## TEXTAUSZUG
#####

Mit der Akquisition von Bilfinger hat sich unser Auslandsanteil auf rund 30% verdoppelt. Damit sind wir dem Währungsrisiko natürlich verstärkt ausgesetzt. Allerdings haben wir einen natürlichen Hedge. Unsere Kosten und Erträge fallen mehrheitlich jeweils im selben Währungsraum an, die Risiken sind limitiert. Was bleibt, ist der Umrechnungseffekt in Franken.

Drängen Bauunternehmen aus dem benachbarten Ausland in die Schweiz?
Ja, diesen Effekt gibt es. Er ist aber abhängig von den Kostenstrukturen. Ausländische Unternehmen müssen, genauso wie wir auch, die hiesigen Löhne und Sozialleistungen einhalten. Wenn es allerdings um maschinenintensive Projekte etwa im Spezialtiefbau geht, haben sie gewisse Vorteile. Da kann sich Bilfinger Construction für uns auch positiv auswirken. Wir können ihren Maschinenpark auch für Projekte in der Schweiz nutzen.

Sie haben auch heikle Projekte übernommen. Besteht nicht die Gefahr, dass da noch  Wertberichtigungen nötig werden?

#####

## DATENSÄTZE
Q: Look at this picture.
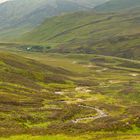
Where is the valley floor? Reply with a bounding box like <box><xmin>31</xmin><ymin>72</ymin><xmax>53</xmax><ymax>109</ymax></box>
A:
<box><xmin>0</xmin><ymin>44</ymin><xmax>140</xmax><ymax>140</ymax></box>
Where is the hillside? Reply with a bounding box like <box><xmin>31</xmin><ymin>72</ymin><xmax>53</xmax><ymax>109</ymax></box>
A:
<box><xmin>22</xmin><ymin>8</ymin><xmax>140</xmax><ymax>59</ymax></box>
<box><xmin>95</xmin><ymin>0</ymin><xmax>140</xmax><ymax>12</ymax></box>
<box><xmin>0</xmin><ymin>52</ymin><xmax>140</xmax><ymax>140</ymax></box>
<box><xmin>0</xmin><ymin>0</ymin><xmax>105</xmax><ymax>40</ymax></box>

#####

## AUFGABENSTELLUNG A
Auf welchen Wert hat sich der Auslandsanteil laut dem Textauszug durch die Akquisition von Bilfinger verdoppelt?
## AUFGABENSTELLUNG B
Geben Sie aus dem Textauszug den Abschnitt zwischen „Mit der Akquisition“ und „Umrechnungseffekt in Franken.“, beide eingeschlossen, wortgetreu wieder.

## LÖSUNG A
Auf rund 30%.

## LÖSUNG B
Mit der Akquisition von Bilfinger hat sich unser Auslandsanteil auf rund 30% verdoppelt. Damit sind wir dem Währungsrisiko natürlich verstärkt ausgesetzt. Allerdings haben wir einen natürlichen Hedge. Unsere Kosten und Erträge fallen mehrheitlich jeweils im selben Währungsraum an, die Risiken sind limitiert. Was bleibt, ist der Umrechnungseffekt in Franken.